=== Текст для чтения ===
/---
Обожение по Лже-Дионисию

Теперь посмотрим каким способом нам надлежит обоживаться.

Вот как говорит Григорий Палама:

«Исихасты прекращают всю сопоставительную, перечислительную и разную другую познавательную работу душевных сил, всякое чувственное восприятие и вообще всякое произвольное телесное действование, а всякое не вполне произвольное, как например дыхание, они ограничивают в той мере, в какой это зависит от нас».

Лже-Дионисий:

«Мы же приходим к Ней, лишь оставив всякую умственную деятельность, не зная никакого обожения, ни жизни, ни сущности, которые точно соответствовали бы запредельной, все превосходящей, Причине».

«Ныне же мы, насколько нам возможно, пользуемся, говоря о божественном, доступными нам символами, а от них по мере сил устремляемся опять же к простой и соединенной истине умственных созерцаний, и после всякого свойственного нам разумения боговидений, прекращаем умственную деятельность и достигаем, по мере возможности, сверхсущественного света, в котором все пределы всех разумов в высшей степени неизреченно предсуществуют, каковой свет ни помыслить, ни описать, ни каким-либо образом рассмотреть невозможно, поскольку он за пределами всего, сверхнепознаваем и сверхсущественно содержит в себе прежде осуществления границы всех осуществленных разумов и сил и всё вообще непостижимой для всего, пребывающей выше сверхнебесных умов, силой. Ведь если всякое познание связано с сущим и имеет в сущем предел, то находящееся за пределами сущности находится и за пределами всякого познания.
\---
[Указание объектов на фотографиях]
/---
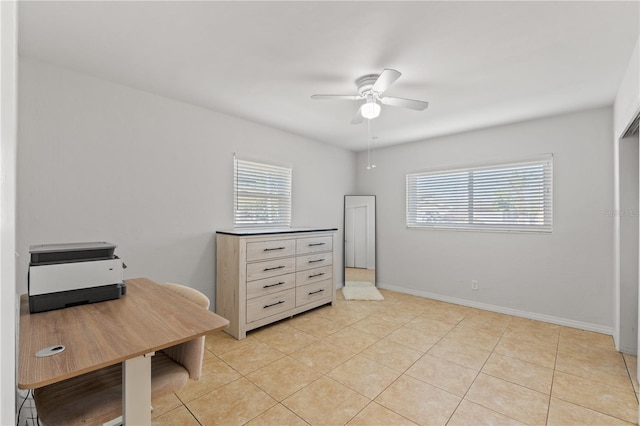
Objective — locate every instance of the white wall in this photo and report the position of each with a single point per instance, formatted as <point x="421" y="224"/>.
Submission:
<point x="8" y="298"/>
<point x="562" y="277"/>
<point x="100" y="161"/>
<point x="627" y="103"/>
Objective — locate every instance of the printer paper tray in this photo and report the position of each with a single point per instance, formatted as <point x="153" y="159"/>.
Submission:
<point x="65" y="299"/>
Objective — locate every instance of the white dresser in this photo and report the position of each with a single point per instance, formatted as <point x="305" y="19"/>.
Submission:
<point x="264" y="276"/>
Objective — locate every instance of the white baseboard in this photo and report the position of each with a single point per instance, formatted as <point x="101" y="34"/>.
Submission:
<point x="503" y="310"/>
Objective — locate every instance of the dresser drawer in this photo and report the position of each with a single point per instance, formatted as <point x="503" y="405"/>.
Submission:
<point x="314" y="245"/>
<point x="311" y="261"/>
<point x="270" y="268"/>
<point x="314" y="292"/>
<point x="261" y="250"/>
<point x="272" y="304"/>
<point x="270" y="285"/>
<point x="313" y="275"/>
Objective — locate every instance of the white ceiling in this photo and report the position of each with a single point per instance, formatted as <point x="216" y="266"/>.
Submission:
<point x="478" y="63"/>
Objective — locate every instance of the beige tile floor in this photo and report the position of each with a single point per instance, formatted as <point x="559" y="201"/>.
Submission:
<point x="405" y="361"/>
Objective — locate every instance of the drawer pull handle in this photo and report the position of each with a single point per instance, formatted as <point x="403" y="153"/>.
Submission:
<point x="273" y="304"/>
<point x="274" y="268"/>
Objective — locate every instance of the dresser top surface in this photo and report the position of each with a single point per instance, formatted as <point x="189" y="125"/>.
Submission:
<point x="269" y="231"/>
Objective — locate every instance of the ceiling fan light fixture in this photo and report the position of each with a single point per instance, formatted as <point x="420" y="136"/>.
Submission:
<point x="370" y="110"/>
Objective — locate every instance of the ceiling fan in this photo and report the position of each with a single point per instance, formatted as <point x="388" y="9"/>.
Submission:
<point x="370" y="88"/>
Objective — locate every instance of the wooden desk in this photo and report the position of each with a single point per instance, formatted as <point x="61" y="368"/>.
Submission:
<point x="148" y="318"/>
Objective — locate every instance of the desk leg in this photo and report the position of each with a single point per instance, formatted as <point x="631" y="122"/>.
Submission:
<point x="136" y="390"/>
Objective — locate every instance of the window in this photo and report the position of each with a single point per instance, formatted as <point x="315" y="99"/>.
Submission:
<point x="505" y="197"/>
<point x="262" y="195"/>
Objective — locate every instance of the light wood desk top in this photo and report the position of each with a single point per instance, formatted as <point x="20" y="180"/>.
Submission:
<point x="148" y="318"/>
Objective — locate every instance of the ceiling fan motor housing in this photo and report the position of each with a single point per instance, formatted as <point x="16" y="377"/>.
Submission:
<point x="365" y="84"/>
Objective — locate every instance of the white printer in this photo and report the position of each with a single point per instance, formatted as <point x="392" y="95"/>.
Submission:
<point x="63" y="275"/>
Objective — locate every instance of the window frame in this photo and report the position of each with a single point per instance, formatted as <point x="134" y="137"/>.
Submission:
<point x="280" y="199"/>
<point x="546" y="227"/>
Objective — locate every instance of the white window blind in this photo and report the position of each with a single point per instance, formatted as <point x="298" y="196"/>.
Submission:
<point x="507" y="197"/>
<point x="262" y="195"/>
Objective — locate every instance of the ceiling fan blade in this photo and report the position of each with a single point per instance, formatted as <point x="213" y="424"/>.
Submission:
<point x="385" y="79"/>
<point x="405" y="103"/>
<point x="358" y="118"/>
<point x="346" y="97"/>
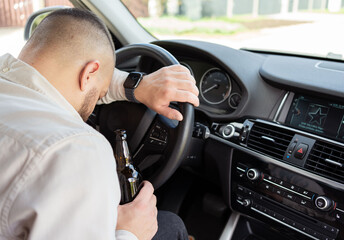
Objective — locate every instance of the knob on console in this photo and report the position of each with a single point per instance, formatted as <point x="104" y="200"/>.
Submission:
<point x="253" y="174"/>
<point x="227" y="131"/>
<point x="246" y="202"/>
<point x="323" y="203"/>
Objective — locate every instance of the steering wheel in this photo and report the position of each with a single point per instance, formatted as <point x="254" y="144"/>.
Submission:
<point x="157" y="144"/>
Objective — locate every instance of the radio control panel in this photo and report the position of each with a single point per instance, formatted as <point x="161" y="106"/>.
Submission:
<point x="286" y="199"/>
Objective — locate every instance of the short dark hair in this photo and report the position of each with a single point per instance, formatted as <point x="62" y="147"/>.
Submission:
<point x="83" y="15"/>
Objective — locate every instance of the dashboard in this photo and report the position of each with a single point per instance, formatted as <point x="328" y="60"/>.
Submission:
<point x="219" y="92"/>
<point x="274" y="136"/>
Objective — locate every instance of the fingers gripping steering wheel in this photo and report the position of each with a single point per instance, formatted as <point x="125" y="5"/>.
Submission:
<point x="158" y="145"/>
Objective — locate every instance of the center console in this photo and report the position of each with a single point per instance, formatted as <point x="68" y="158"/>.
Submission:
<point x="290" y="173"/>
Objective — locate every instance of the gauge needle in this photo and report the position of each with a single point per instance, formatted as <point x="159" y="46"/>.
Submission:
<point x="211" y="88"/>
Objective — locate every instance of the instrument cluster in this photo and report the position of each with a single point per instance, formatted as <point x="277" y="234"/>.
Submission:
<point x="219" y="93"/>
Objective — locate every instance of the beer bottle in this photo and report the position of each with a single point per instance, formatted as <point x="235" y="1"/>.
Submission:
<point x="129" y="177"/>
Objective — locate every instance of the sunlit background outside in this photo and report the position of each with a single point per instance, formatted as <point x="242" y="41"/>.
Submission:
<point x="313" y="27"/>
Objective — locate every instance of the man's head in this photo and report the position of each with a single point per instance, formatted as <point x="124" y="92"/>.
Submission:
<point x="74" y="51"/>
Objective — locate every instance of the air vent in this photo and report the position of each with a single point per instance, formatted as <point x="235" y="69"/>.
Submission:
<point x="327" y="160"/>
<point x="270" y="140"/>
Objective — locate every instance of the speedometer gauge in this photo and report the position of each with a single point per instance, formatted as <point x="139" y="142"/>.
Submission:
<point x="215" y="86"/>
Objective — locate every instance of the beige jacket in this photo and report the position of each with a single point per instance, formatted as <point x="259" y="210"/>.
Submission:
<point x="57" y="174"/>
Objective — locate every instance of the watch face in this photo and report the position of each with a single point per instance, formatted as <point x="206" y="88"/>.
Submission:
<point x="133" y="80"/>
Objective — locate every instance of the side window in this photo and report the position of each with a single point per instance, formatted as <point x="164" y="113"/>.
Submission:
<point x="13" y="16"/>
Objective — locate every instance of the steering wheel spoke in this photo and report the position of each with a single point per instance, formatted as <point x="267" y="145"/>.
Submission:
<point x="156" y="142"/>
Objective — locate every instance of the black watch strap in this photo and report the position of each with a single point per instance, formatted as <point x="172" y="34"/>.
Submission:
<point x="131" y="83"/>
<point x="129" y="93"/>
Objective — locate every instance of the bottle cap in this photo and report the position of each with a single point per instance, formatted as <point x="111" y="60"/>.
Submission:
<point x="120" y="134"/>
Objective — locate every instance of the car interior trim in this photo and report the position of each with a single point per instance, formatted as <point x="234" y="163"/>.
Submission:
<point x="280" y="107"/>
<point x="230" y="226"/>
<point x="285" y="224"/>
<point x="279" y="163"/>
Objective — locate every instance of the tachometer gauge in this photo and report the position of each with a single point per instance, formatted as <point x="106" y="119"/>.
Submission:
<point x="215" y="86"/>
<point x="234" y="100"/>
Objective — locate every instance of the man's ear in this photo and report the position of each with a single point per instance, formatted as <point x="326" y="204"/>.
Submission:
<point x="87" y="74"/>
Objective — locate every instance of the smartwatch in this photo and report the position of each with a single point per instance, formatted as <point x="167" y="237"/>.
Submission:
<point x="131" y="83"/>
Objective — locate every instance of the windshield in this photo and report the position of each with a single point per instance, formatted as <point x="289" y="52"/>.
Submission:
<point x="307" y="27"/>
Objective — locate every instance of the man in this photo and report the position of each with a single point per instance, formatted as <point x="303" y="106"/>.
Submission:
<point x="58" y="175"/>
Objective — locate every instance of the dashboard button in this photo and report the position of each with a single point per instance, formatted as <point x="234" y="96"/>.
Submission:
<point x="303" y="202"/>
<point x="305" y="192"/>
<point x="280" y="182"/>
<point x="291" y="147"/>
<point x="241" y="188"/>
<point x="290" y="196"/>
<point x="253" y="174"/>
<point x="279" y="192"/>
<point x="323" y="203"/>
<point x="291" y="187"/>
<point x="270" y="178"/>
<point x="301" y="151"/>
<point x="267" y="187"/>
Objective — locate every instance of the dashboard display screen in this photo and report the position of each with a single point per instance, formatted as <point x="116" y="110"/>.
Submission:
<point x="317" y="116"/>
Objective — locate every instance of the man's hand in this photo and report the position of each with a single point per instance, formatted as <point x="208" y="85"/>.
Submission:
<point x="140" y="216"/>
<point x="169" y="84"/>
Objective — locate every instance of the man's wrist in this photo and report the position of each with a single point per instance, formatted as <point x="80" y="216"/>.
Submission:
<point x="131" y="83"/>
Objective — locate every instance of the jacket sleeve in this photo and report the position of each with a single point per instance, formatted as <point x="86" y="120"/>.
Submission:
<point x="116" y="89"/>
<point x="72" y="193"/>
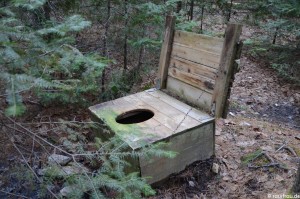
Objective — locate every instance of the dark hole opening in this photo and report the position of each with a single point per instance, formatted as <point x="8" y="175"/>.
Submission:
<point x="135" y="116"/>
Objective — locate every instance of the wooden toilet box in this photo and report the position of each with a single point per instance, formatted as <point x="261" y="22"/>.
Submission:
<point x="197" y="69"/>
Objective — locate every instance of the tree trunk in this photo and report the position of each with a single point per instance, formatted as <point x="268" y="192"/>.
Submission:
<point x="296" y="187"/>
<point x="126" y="34"/>
<point x="179" y="6"/>
<point x="275" y="36"/>
<point x="104" y="41"/>
<point x="192" y="10"/>
<point x="202" y="15"/>
<point x="229" y="11"/>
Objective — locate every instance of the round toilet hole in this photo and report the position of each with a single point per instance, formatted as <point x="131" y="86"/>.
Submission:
<point x="134" y="116"/>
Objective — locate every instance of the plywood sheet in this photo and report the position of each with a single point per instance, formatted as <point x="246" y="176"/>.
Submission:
<point x="193" y="145"/>
<point x="193" y="68"/>
<point x="195" y="55"/>
<point x="190" y="93"/>
<point x="195" y="80"/>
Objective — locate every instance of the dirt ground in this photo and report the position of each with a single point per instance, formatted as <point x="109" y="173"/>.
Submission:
<point x="263" y="119"/>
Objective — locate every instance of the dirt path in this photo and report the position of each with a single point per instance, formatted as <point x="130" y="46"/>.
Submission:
<point x="257" y="91"/>
<point x="263" y="119"/>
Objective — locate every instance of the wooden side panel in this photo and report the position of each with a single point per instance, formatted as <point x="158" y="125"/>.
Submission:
<point x="199" y="41"/>
<point x="198" y="81"/>
<point x="194" y="68"/>
<point x="195" y="55"/>
<point x="192" y="145"/>
<point x="202" y="117"/>
<point x="226" y="69"/>
<point x="166" y="49"/>
<point x="190" y="93"/>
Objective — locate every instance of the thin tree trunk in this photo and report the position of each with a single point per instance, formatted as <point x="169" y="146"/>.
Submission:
<point x="296" y="187"/>
<point x="202" y="16"/>
<point x="179" y="6"/>
<point x="104" y="41"/>
<point x="229" y="11"/>
<point x="275" y="36"/>
<point x="192" y="10"/>
<point x="141" y="53"/>
<point x="126" y="33"/>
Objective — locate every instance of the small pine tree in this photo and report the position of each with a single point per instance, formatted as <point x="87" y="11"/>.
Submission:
<point x="43" y="58"/>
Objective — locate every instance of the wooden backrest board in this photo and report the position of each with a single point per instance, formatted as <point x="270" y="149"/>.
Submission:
<point x="198" y="68"/>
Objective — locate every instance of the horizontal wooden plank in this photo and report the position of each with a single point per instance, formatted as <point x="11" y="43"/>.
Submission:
<point x="189" y="93"/>
<point x="197" y="144"/>
<point x="195" y="80"/>
<point x="180" y="121"/>
<point x="199" y="41"/>
<point x="195" y="55"/>
<point x="192" y="112"/>
<point x="192" y="67"/>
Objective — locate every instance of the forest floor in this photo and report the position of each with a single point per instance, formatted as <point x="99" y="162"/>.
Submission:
<point x="263" y="121"/>
<point x="257" y="146"/>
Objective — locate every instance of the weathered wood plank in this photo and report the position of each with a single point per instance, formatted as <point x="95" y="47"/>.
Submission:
<point x="192" y="67"/>
<point x="226" y="69"/>
<point x="195" y="55"/>
<point x="193" y="145"/>
<point x="166" y="51"/>
<point x="195" y="80"/>
<point x="199" y="41"/>
<point x="192" y="112"/>
<point x="189" y="93"/>
<point x="180" y="120"/>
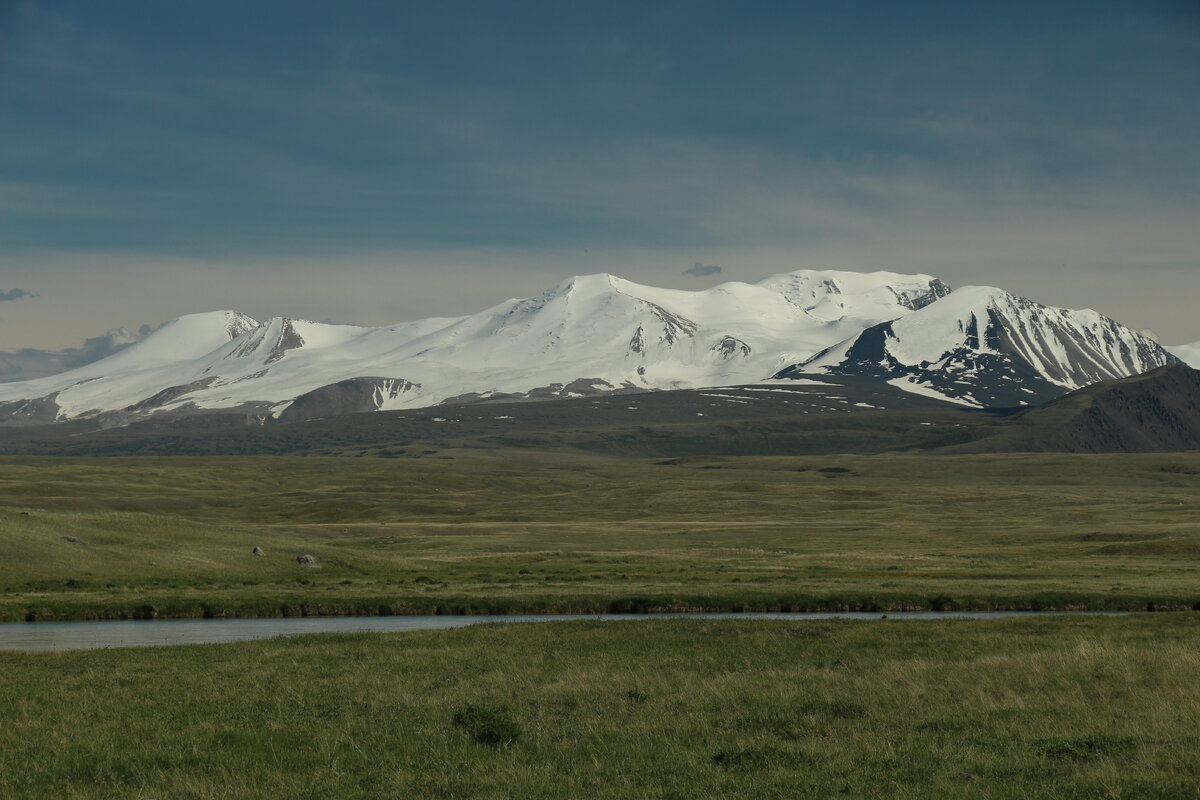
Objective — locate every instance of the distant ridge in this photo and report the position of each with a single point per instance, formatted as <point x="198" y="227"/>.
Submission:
<point x="1155" y="411"/>
<point x="599" y="335"/>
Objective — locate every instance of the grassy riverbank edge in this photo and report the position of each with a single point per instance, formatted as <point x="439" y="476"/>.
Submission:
<point x="162" y="607"/>
<point x="1043" y="707"/>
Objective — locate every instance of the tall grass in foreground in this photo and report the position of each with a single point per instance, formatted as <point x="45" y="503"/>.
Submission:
<point x="1026" y="708"/>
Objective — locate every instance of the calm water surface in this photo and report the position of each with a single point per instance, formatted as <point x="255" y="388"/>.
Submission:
<point x="85" y="636"/>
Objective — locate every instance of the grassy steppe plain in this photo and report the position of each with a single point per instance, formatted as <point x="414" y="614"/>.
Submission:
<point x="1044" y="707"/>
<point x="461" y="530"/>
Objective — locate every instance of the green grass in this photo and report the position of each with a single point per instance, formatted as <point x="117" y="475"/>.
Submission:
<point x="87" y="539"/>
<point x="1025" y="708"/>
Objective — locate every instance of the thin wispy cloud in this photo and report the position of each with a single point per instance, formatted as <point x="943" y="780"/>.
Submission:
<point x="978" y="143"/>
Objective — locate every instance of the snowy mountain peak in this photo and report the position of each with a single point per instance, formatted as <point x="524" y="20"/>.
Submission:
<point x="985" y="347"/>
<point x="599" y="334"/>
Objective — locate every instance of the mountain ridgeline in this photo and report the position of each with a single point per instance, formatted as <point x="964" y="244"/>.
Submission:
<point x="600" y="335"/>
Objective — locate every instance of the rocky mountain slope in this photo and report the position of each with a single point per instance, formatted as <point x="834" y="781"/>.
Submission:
<point x="1156" y="411"/>
<point x="988" y="348"/>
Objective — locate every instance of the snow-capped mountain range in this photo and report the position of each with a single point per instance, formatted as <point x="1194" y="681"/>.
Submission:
<point x="599" y="334"/>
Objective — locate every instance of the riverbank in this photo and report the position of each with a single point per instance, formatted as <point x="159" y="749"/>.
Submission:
<point x="1042" y="707"/>
<point x="175" y="608"/>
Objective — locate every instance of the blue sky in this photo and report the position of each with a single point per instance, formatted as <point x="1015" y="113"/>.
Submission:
<point x="373" y="162"/>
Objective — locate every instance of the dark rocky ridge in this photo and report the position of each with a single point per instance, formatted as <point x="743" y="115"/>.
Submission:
<point x="1155" y="411"/>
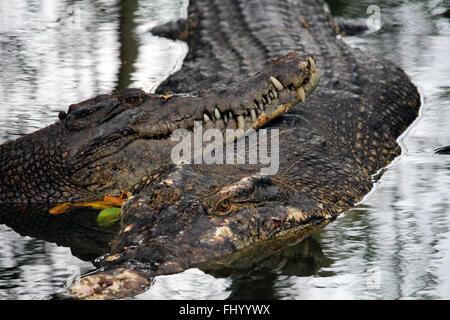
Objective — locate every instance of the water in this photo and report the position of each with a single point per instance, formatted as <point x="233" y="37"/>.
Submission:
<point x="393" y="245"/>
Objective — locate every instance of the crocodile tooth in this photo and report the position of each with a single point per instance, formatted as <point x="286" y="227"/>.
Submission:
<point x="241" y="122"/>
<point x="301" y="94"/>
<point x="217" y="113"/>
<point x="253" y="115"/>
<point x="312" y="64"/>
<point x="277" y="84"/>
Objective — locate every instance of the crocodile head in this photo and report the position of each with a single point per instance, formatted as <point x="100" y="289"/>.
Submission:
<point x="117" y="139"/>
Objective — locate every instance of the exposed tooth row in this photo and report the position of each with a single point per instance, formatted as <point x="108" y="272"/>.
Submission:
<point x="277" y="84"/>
<point x="240" y="120"/>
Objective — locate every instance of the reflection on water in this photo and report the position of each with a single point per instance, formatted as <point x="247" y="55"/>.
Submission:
<point x="394" y="245"/>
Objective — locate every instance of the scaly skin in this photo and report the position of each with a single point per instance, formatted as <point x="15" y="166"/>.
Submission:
<point x="109" y="143"/>
<point x="197" y="215"/>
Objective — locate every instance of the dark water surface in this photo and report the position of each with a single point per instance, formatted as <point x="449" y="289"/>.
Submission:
<point x="393" y="245"/>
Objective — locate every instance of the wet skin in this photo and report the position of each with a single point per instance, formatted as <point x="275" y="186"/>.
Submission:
<point x="184" y="216"/>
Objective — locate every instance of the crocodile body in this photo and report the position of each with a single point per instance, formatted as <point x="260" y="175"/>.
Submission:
<point x="184" y="216"/>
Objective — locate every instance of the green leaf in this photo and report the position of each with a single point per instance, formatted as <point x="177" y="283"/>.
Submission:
<point x="108" y="216"/>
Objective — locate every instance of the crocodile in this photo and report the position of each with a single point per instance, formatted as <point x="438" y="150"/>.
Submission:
<point x="332" y="146"/>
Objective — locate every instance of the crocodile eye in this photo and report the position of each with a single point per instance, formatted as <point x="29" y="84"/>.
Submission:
<point x="223" y="206"/>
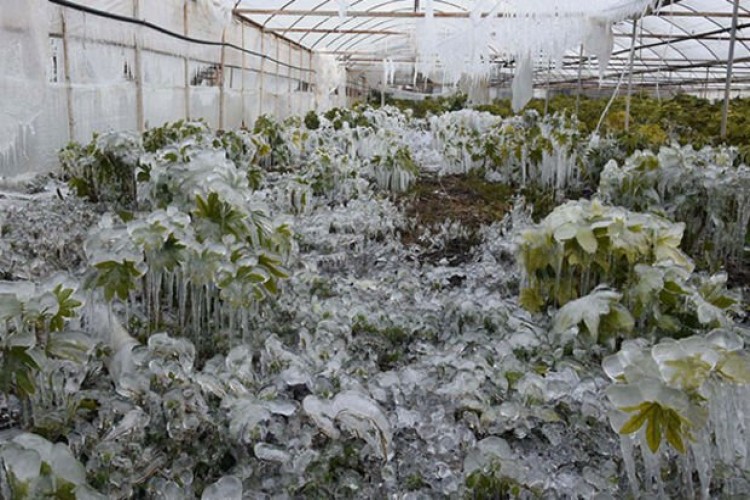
\---
=== Список заданий ===
A. Какое не вполне произвольное телесное действие, согласно приведенным в тексте об обожении словам Григория Паламы, исихасты ограничивают в той мере, в какой это зависит от нас?
B. Допишите следующую часть текста об обожении по Лже-Дионисию, начав сразу после его последнего предложения.

=== Ответы ===
A. Дыхание.

B.
С таковым соединяющиеся, подражая по возможности ангелам, боговидные умы — поскольку по прекращении всяческой умственной деятельности происходит соединение обожаемых умов со сверхбожественным светом — воспевают это самым подходящим образом путем отрицания всего сущего, — до такой степени будучи поистине и сверхъестественно просвещены блаженнейшим соединением с тем, что является Причиной всего сущего, Само же — Ничем, как всему сверхсущественное запредельное».

Прекращение умственной деятельности — свет — соединение — обожение. Вот краткая формула.

У ранних отцов теозис мы вообще не находим. У апологетов обожение — это приобретение человеком бессмертия мгновенно, по вере и крещению, — это реальность домостроительства, объясняющая то, что произошло с человечеством через воплощение и воскресение Христа, где Божьи атрибуты бессмертия и нетления даруются тем, кто соединяет себя с Богом верой. Для Дионисия теозис происходит через мистический опыт, в котором верующий встречается с безымянным Абсолютом. Он пишет:

«И если ты, мой возлюбленный Тимофей, ревностно стремишься приобщиться к созерцанию мистических видений, то устранись от деятельности и чувств своих, и разума, и от всего чувственно воспринимаемого, и от всего умопостигаемого, и от всего сущего, и от всего не сущего, дабы в меру своих сил устремиться к сверхъестественному единению с Тем, Кто превосходит любую сущность и любое ведение, поскольку только будучи свободным и независимым от всего, только совершенно отказавшись и от себя самого, и от всего сущего, то есть все отстранив и от всего освободившись, ты сможешь воспарить к сверхъестественному сиянию Божественного Мрака».

«Потеря себя», «забывание себя» — подробно рассматривается в четвертом томе. Здесь пара штрихов: через via negativa верующий может достичь состояния экстатического единения, в котором встречается с Абсолютом в опыте, превосходящем мысли и язык. Дионисийский подход к теотическому опыту во многом отражает неоплатоническую философию. Его интересует Бог как сущность, а не исторические события искупления.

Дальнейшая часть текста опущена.